- [LISTA DE TAREFAS]
1. Indique todos os jogadores da seleção do Brasil que o texto sobre o treinador Manuel Oliveira nomeia.
2. Prossiga o texto sobre o treinador Manuel Oliveira a partir da última frase apresentada.

- [PASSAGEM CITADA]
◆ ◆ ◆ ◆ ◆

A sua faceta de homem honesto e frontal iria, contudo, e a partir daqui, chocar de frente com o tal lado negro do futebol, o lado dos interesses, da intriga, do conflito e do oportunismo. Numa entrevista concedida ao jornal A Bola no regresso da partida de Milão, onde a CUF perdeu por igual resultado ao conseguido na primeira mão e obrigando assim os milanistas a uma partida de desempate, o treinador, em jeito de desabafo, enumerou as várias dificuldades que afetavam a sua equipa, desde logo a ausência de apoio - sobretudo vindo dos diretores da empresa. Esta entrevista acabaria por custar o lugar ao treinador, que a partir dali levaria o seu talento para outras paragens. E foram muitas ao longo das mais de três décadas que se seguiram. Tantas que seria de certa forma exaustivo para o leitor ter conhecimento dos contornos de cada uma delas (mas caso o leitor pretenda fazer esse exercício, aconselhamos vivamente a leitura das fascinantes Memórias de Manuel Oliveira, editadas em livro. De certo que não se irá arrepender). Leixões, Barreirense, Sanjoanense, Farense, Olhanense, Benfica de Nova Lisboa (Angola), Lusitano de Évora, Espinho, Beira-Mar (onde foi treinador de Eusébio da Silva Ferreira), Vila Real, Portimonense, União de Leiria, Marítimo, Vitória de Setúbal, Louletano, Seleção da Guiné Bissau, Fafe, Varzim, Nacional da Madeira, Sintrense, Desportivo de Beja, Gondomar, Imortal e Lusitanos de Saint-Maur (França) foram emblemas que beberam da sabedoria do mestre. Em quase todas elas fez história. Umas vezes evitava a temida descida de divisão, outras conduzia a nau desde os caminhos tortuosos das divisões secundárias até bom porto, isto é, à 1ª Divisão, noutras ainda criou grupos que combinavam arte, garra e inovação, batendo o pé a quem quer que fosse, grande ou pequeno, tombou vezes sem conta às mãos do mestre Oliveira. A sua já referida personalidade frontal - embora ainda hoje muitos preferem continuar a recorda-lo como polémico e controverso - valeu-lhe inúmeros dissabores, que, por várias ocasiões, barraram a sua continuidade ao leme dos notáveis projetos futebolísticos que foi construindo.

Inovador no plano tático

4-4-2
Já escrevemos que Manuel Oliveira foi um treinador inovador, um homem que deixou marca no futebol. O Mundo inteiro, ou quase, ainda hoje atribui a autoria do 4-4-2 ao inesquecível Brasil de 1970, que no Mundial do México nesse ano alcançou o tri. Justo será dizer- que o resto do Mundo terá travado conhecimento com tal sistema tático através de Pelé e companhia, mas anos antes em Portugal já um certo treinador colocava - pela primeira vez - esta tática em ação. O seu nome? Manuel Oliveira. Facto ocorrido a 15 de fevereiro de 1965, quando a CUF defrontou em casa o poderoso Benfica de Eusébio, Coluna, José Augusto, Simões, Torres, entre outros vultos encarnados da década de 60. Oliveira surpreendeu todos ao colocar em campo uma tática nunca dantes vista, o tal 4-4-2, que viria a dar os seus frutos na sequência de uma vitória por 2-0. Espantado com este sistema o então técnico do Benfica, o romeno Elke Schwartz, queixou-se que os barreirenses haviam ganho o jogo com uma tática de... basquetebol! Pois, mas cinco depois o Brasil encantou e ganhou o Mundo com a mesma tática. Teria o escrete de Pelé, Jairzinho, Tostão, Rivelino, ou Carlos Alberto bebido da sabedoria de Manuel Oliveira? Ou simplesmente tudo não passou de uma coincidência? É uma questão para a qual ainda hoje não se encontra resposta.

◆ ◆ ◆ ◆ ◆

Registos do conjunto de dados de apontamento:

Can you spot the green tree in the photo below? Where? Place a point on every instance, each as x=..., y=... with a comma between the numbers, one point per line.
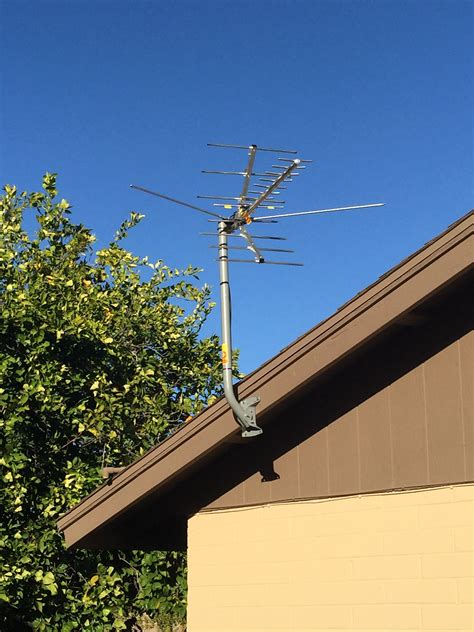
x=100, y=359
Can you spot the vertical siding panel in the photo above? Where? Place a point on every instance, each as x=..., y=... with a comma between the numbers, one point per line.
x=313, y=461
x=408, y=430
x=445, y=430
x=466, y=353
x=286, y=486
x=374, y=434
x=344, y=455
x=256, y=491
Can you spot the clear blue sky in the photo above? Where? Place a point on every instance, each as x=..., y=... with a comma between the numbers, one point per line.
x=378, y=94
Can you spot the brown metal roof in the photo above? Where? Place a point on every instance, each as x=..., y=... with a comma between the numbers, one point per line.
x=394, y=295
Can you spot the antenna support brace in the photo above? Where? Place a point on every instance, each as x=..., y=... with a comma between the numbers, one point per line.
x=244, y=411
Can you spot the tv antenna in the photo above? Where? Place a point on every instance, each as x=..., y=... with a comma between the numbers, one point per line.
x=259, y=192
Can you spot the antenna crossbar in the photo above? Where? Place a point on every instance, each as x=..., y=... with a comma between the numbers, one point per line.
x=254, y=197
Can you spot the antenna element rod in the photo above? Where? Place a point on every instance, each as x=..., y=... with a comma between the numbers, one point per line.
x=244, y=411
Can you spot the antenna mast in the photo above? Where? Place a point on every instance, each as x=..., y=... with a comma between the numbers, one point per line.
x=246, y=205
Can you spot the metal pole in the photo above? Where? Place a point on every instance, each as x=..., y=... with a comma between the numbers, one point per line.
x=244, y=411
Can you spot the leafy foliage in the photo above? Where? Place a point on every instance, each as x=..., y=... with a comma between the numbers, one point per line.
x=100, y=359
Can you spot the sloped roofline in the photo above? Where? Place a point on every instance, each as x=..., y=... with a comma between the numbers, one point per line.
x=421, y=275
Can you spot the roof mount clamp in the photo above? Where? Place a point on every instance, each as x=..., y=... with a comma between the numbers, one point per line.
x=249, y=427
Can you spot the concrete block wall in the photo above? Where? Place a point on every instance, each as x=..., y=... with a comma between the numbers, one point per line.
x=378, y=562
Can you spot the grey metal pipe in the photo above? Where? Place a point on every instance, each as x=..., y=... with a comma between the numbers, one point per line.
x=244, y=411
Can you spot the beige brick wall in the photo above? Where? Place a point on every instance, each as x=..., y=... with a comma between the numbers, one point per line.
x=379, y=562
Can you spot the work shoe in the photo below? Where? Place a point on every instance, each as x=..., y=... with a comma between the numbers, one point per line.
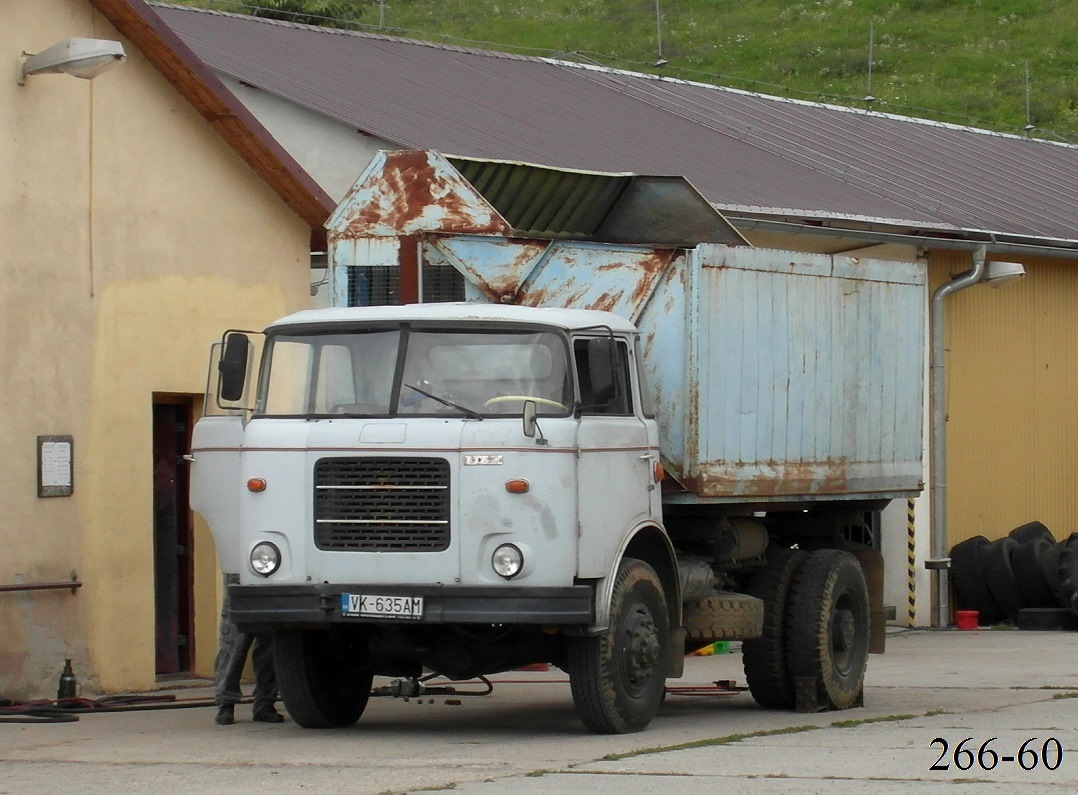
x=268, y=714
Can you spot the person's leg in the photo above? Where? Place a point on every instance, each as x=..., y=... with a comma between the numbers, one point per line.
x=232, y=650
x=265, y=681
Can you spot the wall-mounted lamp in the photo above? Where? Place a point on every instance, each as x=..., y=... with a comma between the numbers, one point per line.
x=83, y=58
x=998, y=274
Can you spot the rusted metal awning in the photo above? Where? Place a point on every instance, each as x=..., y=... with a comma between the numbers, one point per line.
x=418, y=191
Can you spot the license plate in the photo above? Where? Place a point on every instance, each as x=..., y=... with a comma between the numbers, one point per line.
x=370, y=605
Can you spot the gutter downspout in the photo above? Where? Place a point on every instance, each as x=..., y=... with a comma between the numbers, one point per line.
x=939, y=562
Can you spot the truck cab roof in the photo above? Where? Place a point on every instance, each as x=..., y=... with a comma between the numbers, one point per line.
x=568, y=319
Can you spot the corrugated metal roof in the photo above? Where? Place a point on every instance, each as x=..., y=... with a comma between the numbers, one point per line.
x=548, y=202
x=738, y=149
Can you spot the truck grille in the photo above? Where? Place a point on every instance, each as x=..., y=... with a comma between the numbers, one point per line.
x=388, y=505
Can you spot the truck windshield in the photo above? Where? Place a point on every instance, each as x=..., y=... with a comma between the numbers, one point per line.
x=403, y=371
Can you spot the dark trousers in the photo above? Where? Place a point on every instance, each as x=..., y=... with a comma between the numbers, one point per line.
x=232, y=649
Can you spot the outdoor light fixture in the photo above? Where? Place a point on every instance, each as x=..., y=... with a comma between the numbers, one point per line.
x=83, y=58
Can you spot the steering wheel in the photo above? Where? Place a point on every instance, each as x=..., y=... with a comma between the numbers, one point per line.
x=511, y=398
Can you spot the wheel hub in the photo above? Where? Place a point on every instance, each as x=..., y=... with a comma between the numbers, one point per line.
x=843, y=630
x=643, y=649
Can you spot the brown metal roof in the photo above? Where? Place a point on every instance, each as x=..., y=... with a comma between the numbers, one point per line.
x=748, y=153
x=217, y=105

◆ ◆ ◆ ◆ ◆

- [RESPOSTAS POR TAREFA]
1. Pelé, Jairzinho, Tostão, Rivelino e Carlos Alberto.

2.
3-5-2
Mas não se ficou por aqui a criatividade tática do homem de Pinhal Novo. Ao leme do Barreirense apresenta na época de 69/70 um outro sistema tático então nunca dantes visto em Portugal, o 3-5-2. Capítulo histórico que foi escrito em dezembro de 1969, altura em que o emblema do Barreiro se deslocou à Póvoa de Varzim para defrontar a turma local em mais um jogo do Nacional da 1ª Divisão. Visionário, sábio e astuto Manuel Oliveira voltou a surpreender o Planeta da Bola. No plano internacional, este sistema atingiu o pico da fama no Mundial de 2002, altura em que o Brasil venceu o penta-campeonato. Mas como não há duas sem três, em 82/83, ao serviço do Vitória de Setúbal, o mestre da tática volta a inovar no plano tático, ao apresentar no Estádio do Bonfim, diante do FC Porto, a sua equipa disposta em 3-4-3, sistema também na época nunca dantes visto por estas bandas. A sua sabedoria foi ao longo de décadas não só colocada ao dispor das centenas de atletas (Jorge Jesus, por exemplo, foi um deles, e que mais tarde, e já na qualidade de treinador, confessou ter sido influenciado por Oliveira) como também por outros colegas de profissão. Com mais de 600 jogos no currículo este notável pensador de jogo ministrou inúmeros cursos de formação tática, moderou colóquios, palestras, foi comentador de rádio, fundou a Associação Nacional de Treinadores, sempre na vanguarda do conhecimento.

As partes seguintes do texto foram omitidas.